* **Directive**: Return, unchanged, the lines of the entries below from the one containing "Mark the white cloud, giving" through the end of the entries, inclusive.

* **Dataset records**:
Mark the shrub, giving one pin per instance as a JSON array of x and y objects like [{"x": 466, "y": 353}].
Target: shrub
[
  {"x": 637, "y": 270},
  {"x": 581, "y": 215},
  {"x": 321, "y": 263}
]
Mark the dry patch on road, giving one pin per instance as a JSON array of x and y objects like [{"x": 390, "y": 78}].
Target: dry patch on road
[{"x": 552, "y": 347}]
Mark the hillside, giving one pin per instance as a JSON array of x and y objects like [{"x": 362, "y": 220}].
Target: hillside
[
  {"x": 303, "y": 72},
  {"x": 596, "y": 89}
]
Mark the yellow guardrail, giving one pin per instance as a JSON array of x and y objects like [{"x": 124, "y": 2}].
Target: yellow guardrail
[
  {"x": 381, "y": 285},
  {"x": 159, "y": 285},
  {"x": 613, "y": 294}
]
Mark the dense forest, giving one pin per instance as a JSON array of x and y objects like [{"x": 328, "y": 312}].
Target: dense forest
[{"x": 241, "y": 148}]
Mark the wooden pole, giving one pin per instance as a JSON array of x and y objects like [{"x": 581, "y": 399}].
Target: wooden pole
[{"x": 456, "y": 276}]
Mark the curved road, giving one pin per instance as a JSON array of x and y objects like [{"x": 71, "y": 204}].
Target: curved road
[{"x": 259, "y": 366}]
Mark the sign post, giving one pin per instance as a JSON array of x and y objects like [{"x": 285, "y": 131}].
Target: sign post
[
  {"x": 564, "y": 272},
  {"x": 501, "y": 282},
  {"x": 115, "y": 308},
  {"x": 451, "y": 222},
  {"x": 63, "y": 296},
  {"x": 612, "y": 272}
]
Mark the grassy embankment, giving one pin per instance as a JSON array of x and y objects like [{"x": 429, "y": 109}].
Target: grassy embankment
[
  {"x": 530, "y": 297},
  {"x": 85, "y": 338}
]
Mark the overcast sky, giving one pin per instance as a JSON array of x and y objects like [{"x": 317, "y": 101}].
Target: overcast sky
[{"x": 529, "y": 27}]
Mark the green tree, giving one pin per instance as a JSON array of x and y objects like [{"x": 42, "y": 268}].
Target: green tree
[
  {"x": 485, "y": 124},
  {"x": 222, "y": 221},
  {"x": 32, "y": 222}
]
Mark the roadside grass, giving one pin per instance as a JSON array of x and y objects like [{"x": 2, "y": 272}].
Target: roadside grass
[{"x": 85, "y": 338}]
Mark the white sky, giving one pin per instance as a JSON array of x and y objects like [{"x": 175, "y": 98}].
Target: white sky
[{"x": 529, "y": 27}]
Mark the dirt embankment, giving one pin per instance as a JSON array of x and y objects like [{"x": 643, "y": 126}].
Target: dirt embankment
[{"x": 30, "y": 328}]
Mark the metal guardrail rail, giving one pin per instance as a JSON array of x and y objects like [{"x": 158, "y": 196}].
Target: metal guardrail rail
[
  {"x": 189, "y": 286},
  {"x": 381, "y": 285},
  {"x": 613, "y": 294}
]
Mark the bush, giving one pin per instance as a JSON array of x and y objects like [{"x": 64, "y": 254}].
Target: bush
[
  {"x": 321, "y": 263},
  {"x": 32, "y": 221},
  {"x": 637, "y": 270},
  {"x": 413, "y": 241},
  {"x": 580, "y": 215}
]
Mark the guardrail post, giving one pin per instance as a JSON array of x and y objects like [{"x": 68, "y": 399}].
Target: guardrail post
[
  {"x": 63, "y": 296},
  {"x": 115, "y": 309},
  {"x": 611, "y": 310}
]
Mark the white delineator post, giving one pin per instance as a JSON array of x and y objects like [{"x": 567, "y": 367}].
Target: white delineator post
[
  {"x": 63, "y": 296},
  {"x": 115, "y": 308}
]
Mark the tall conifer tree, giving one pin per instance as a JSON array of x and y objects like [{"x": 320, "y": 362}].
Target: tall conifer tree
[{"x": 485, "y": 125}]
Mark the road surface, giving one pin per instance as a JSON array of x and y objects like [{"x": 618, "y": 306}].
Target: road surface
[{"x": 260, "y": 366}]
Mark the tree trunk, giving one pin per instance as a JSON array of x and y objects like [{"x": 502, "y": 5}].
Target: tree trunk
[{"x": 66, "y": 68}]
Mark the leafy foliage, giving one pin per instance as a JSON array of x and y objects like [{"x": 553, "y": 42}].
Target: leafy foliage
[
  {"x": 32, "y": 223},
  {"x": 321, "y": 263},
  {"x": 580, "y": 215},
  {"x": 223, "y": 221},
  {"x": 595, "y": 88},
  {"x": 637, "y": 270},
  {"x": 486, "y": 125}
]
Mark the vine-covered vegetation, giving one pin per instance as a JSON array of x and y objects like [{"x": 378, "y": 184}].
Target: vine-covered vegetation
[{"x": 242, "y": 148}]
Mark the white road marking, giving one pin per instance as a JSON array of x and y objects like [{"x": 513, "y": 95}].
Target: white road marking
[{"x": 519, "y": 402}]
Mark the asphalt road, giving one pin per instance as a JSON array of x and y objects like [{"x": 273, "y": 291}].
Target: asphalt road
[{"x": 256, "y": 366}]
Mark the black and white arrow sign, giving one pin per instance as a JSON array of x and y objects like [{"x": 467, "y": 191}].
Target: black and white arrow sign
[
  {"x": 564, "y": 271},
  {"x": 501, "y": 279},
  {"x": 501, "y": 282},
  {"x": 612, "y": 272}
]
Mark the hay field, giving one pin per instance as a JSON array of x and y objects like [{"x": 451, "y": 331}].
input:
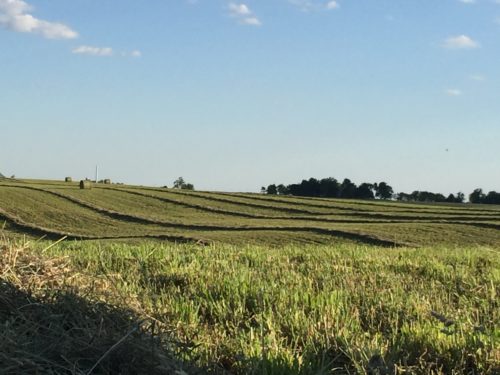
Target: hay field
[
  {"x": 115, "y": 212},
  {"x": 161, "y": 281}
]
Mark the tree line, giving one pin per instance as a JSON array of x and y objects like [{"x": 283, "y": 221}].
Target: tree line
[{"x": 332, "y": 188}]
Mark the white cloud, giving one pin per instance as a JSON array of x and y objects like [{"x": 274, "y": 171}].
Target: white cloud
[
  {"x": 315, "y": 5},
  {"x": 332, "y": 5},
  {"x": 460, "y": 42},
  {"x": 14, "y": 16},
  {"x": 478, "y": 77},
  {"x": 453, "y": 92},
  {"x": 244, "y": 15},
  {"x": 239, "y": 9},
  {"x": 93, "y": 51},
  {"x": 253, "y": 21}
]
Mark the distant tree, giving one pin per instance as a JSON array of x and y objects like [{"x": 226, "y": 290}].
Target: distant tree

* **Response to the task**:
Mark the white cloud, giving one pin per instance as a JSON array of x and y objects like [{"x": 274, "y": 171}].
Target: white cloud
[
  {"x": 315, "y": 5},
  {"x": 332, "y": 5},
  {"x": 460, "y": 42},
  {"x": 14, "y": 16},
  {"x": 478, "y": 77},
  {"x": 453, "y": 92},
  {"x": 244, "y": 15},
  {"x": 239, "y": 9},
  {"x": 93, "y": 51},
  {"x": 253, "y": 21}
]
Mark the distant tree, giving one pin per instance as a JSON array of x and y objects like [{"x": 226, "y": 290}].
Target: distant tree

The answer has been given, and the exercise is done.